Cassandra NoSQL Database

Summary

  • Distributed NOSQL database
  • No master / single point of failure / every node is equal (seed nodes are a small exception to this)
  • Supports multi data centre replication
  • Read and write scale linearly with number of nodes
  • Consistency is configurable
  • Stores data in sparse rows (not all rows need to have all columns like in a Map). Rows are partitioned (assigned) to different nodes to allow scaling.
  • Optimized for writing not reading
  • Good if you have very few types of queries and can optimize your tables for the queries. Recommendation is to first think of your query, then build a data model for it
  • Open source
  • Was created at Facebook

Links

Start Cassandra

Download from their website

I doubt anybody does this, but unpack the archive and run cassandra -f, done. Does not need any configuration to be tested

Run Cassandra in Docker

Run a single node DB via docker (can be accessed via localhost 9042). Add -d to run in the background

docker run -p 9042:9042 --name cas0 cassandra

Or start your own cluster (found on https://gokhanatil.com/2018/02/build-a-cassandra-cluster-on-docker.html)

docker run -p 9042:9042 --name cas1 -e CASSANDRA_CLUSTER_NAME=MyCluster -e CASSANDRA_ENDPOINT_SNITCH=GossipingPropertyFileSnitch -e CASSANDRA_DC=datacenter1 cassandra

Once it runs, add more nodes with the IP of the the first one. One of the nodes is even in a different data center

FIRST_IP="$(docker inspect --format='{{ .NetworkSettings.IPAddress }}' cas1)"
docker run --name cas2 -e CASSANDRA_SEEDS="$FIRST_IP" -e CASSANDRA_CLUSTER_NAME=MyCluster -e CASSANDRA_ENDPOINT_SNITCH=GossipingPropertyFileSnitch -e CASSANDRA_DC=datacenter1 cassandra
FIRST_IP="$(docker inspect --format='{{ .NetworkSettings.IPAddress }}' cas1)"

..............................

Write the next part of the Cassandra database notes, picking up right after their final line.

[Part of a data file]
..............................

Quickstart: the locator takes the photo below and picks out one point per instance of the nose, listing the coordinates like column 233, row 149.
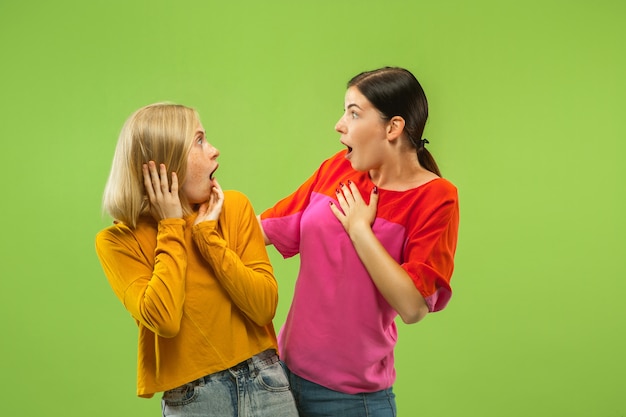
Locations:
column 340, row 126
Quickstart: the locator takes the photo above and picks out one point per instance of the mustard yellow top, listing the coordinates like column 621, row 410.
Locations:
column 203, row 296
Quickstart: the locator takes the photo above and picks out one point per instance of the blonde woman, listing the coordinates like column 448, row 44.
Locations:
column 188, row 261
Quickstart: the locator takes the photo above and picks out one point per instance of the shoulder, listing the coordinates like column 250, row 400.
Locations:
column 441, row 187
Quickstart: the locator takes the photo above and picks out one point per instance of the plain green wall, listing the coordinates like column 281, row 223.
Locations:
column 526, row 100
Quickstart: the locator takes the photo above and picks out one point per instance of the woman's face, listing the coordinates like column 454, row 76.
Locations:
column 201, row 165
column 363, row 131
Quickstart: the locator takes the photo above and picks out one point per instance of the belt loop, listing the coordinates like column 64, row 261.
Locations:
column 252, row 366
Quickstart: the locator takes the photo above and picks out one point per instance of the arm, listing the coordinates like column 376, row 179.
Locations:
column 151, row 289
column 393, row 282
column 235, row 249
column 266, row 239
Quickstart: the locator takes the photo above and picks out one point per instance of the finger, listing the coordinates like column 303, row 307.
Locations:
column 154, row 176
column 165, row 186
column 338, row 214
column 354, row 191
column 147, row 182
column 341, row 199
column 174, row 183
column 347, row 192
column 374, row 197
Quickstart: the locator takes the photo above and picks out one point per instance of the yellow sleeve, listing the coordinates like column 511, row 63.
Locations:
column 235, row 248
column 146, row 269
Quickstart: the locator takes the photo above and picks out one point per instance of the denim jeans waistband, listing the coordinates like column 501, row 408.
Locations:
column 250, row 366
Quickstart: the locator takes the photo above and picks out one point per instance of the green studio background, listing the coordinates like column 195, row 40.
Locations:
column 526, row 102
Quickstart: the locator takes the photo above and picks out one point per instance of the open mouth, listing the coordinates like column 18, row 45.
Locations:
column 212, row 173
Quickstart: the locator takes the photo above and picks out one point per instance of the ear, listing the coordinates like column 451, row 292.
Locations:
column 395, row 127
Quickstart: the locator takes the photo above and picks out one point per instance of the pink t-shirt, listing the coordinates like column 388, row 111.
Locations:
column 340, row 331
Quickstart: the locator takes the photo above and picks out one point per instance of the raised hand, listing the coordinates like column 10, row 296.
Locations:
column 211, row 209
column 354, row 213
column 164, row 200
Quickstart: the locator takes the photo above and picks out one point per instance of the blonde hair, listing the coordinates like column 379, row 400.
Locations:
column 160, row 132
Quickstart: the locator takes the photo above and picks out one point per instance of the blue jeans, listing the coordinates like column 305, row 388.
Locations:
column 314, row 400
column 257, row 387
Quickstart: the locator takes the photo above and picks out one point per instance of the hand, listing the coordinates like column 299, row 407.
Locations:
column 211, row 209
column 164, row 200
column 356, row 213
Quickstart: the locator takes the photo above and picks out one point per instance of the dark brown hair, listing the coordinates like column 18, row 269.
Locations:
column 396, row 92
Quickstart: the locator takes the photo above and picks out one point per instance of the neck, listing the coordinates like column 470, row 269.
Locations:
column 401, row 174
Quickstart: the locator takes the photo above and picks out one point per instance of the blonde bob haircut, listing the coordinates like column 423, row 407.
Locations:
column 160, row 132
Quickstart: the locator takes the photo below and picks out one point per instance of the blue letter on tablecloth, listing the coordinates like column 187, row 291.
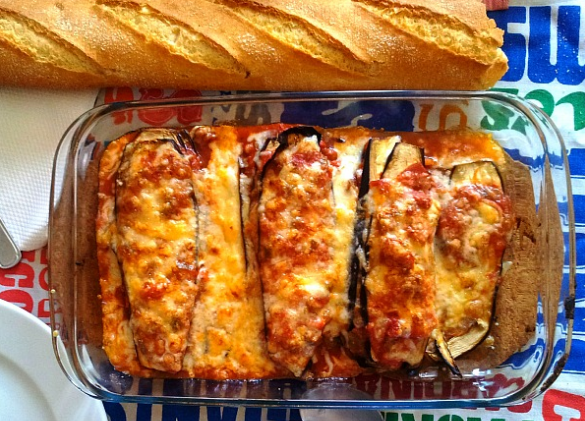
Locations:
column 567, row 69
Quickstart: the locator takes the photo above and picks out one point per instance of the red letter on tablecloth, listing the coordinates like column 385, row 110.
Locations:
column 21, row 298
column 557, row 398
column 21, row 276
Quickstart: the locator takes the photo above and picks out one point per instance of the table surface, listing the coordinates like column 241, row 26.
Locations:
column 534, row 35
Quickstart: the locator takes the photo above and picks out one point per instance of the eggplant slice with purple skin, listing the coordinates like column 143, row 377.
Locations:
column 156, row 218
column 297, row 224
column 472, row 235
column 399, row 283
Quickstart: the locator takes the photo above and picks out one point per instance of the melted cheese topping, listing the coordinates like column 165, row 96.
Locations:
column 302, row 226
column 297, row 231
column 400, row 283
column 471, row 238
column 156, row 248
column 227, row 337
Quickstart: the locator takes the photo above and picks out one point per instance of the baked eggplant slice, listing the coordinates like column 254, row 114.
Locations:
column 297, row 263
column 227, row 339
column 156, row 222
column 472, row 235
column 400, row 286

..............................

# [Written response]
docker run --name cas3 -e CASSANDRA_SEEDS="$FIRST_IP" -e CASSANDRA_CLUSTER_NAME=MyCluster -e CASSANDRA_ENDPOINT_SNITCH=GossipingPropertyFileSnitch -e CASSANDRA_DC=datacenter1 cassandra
FIRST_IP="$(docker inspect --format='{{ .NetworkSettings.IPAddress }}' cas1)"
docker run --name cas4 -e CASSANDRA_SEEDS="$FIRST_IP" -e CASSANDRA_CLUSTER_NAME=MyCluster -e CASSANDRA_ENDPOINT_SNITCH=GossipingPropertyFileSnitch -e CASSANDRA_DC=datacenter2 cassandra

Cassandra Cluster Manager

A script to create, launch and remove an Apache Cassandra cluster on localhost: https://github.com/riptano/ccm

Use Cassandra

cqlsh

Tool that comes with Casssandra so you can execute queries manually. Comes with a HELP command.

cqlsh -u cassandra -p *** --request-timeout=300

WebUi

There is also a web UI frontend for Cassandra: https://hub.docker.com/r/delermando/docker-cassandra-web

FIRST_IP="$(docker inspect --format='{{ .NetworkSettings.IPAddress }}' cas1)"

docker run --name cassandra-web -e CASSANDRA_HOST_IP="$FIRST_IP" -e CASSANDRA_PORT=9042 -e CASSANDRA_USERNAME=cassandra -e CASSANDRA_PASSOWRD=cassandra -p 3000:3000 delermando/docker-cassandra-web:v0.4.0

We will be accessible at http://localhost:300 and should look like this

Primary Key

Cassandra uses composite keys to access data. It consists of

  • A partition key used to understand which server has the data
  • clustering columns for accessing data quickly on a server and also keeping them sorted

As an example imagine you need to store some data based on post address. You can use

PRIMARY KEY (country) and your data would be distribute on the Cassandra servers using the country, data with the same country is stored together on one or multiple servers. So reading all the data of one country can be done by using only one Cassandra server.

PRIMARY KEY ((country, zip_code)) and the data with same zip code and same country stays together.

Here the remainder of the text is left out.